Text provided
↓↓↓

Window Functions in SQL Server: Part 3: Questions of Performance

Are Window Functions as fast as the equivalent alternative SQL methods? In this article I’ll be exploring the performance of the window functions. After you read this article I hope you’ll be in a better position to decide whether it is really worth changing your application code to start using window functions.

Before I start the tests, I would like to explain the most important factor that affects the performance of window functions. A window spool operator has two alternative ways of storing the frame data, with the in–memory worktable or with a disk–based worktable. You’ll have a huge difference on performance according to the way that the query processor is executing the operator.

The in-memory worktable is used when you define the frame as ROWS and it is lower than 10000 rows. If the frame is greater than 10000 rows, then the window spool operator will work with the on-disk worktable.

The on-disk based worktable is used with the default frame, that is, “range…“ and a frame with more than 10000 rows.

↑↑↑

Given information
↓↓↓

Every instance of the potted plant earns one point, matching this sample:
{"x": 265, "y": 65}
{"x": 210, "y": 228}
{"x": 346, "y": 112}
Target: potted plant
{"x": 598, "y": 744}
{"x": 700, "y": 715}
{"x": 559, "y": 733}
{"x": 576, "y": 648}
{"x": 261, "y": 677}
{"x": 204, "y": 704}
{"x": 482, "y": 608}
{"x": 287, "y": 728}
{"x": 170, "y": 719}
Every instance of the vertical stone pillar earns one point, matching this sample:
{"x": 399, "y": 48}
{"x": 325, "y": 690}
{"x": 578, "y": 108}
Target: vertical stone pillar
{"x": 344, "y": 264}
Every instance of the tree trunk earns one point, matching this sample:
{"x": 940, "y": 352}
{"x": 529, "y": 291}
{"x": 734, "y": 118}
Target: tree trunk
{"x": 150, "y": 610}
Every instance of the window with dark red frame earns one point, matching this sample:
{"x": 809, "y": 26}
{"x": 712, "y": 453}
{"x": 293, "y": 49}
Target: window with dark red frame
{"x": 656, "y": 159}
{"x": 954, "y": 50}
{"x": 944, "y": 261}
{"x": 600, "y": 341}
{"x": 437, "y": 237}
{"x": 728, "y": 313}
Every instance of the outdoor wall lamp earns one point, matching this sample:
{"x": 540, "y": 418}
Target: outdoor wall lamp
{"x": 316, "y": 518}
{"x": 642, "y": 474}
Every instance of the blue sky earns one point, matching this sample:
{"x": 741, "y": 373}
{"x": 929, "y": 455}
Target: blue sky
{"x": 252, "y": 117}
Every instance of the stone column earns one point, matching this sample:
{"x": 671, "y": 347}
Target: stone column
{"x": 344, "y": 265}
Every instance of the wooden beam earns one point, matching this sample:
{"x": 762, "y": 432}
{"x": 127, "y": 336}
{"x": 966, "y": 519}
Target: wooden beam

↑↑↑

Set exercise
Answer these questions using the article on window function performance above:
1. What are the two ways a window spool operator can store frame data?
2. When is the in-memory worktable used?
3. What is the default frame that causes the on-disk worktable to be used?

Answer to the exercise
1. With an in-memory worktable or with a disk-based worktable.
2. When the frame is defined as ROWS and is lower than 10000 rows.
3. "Range…"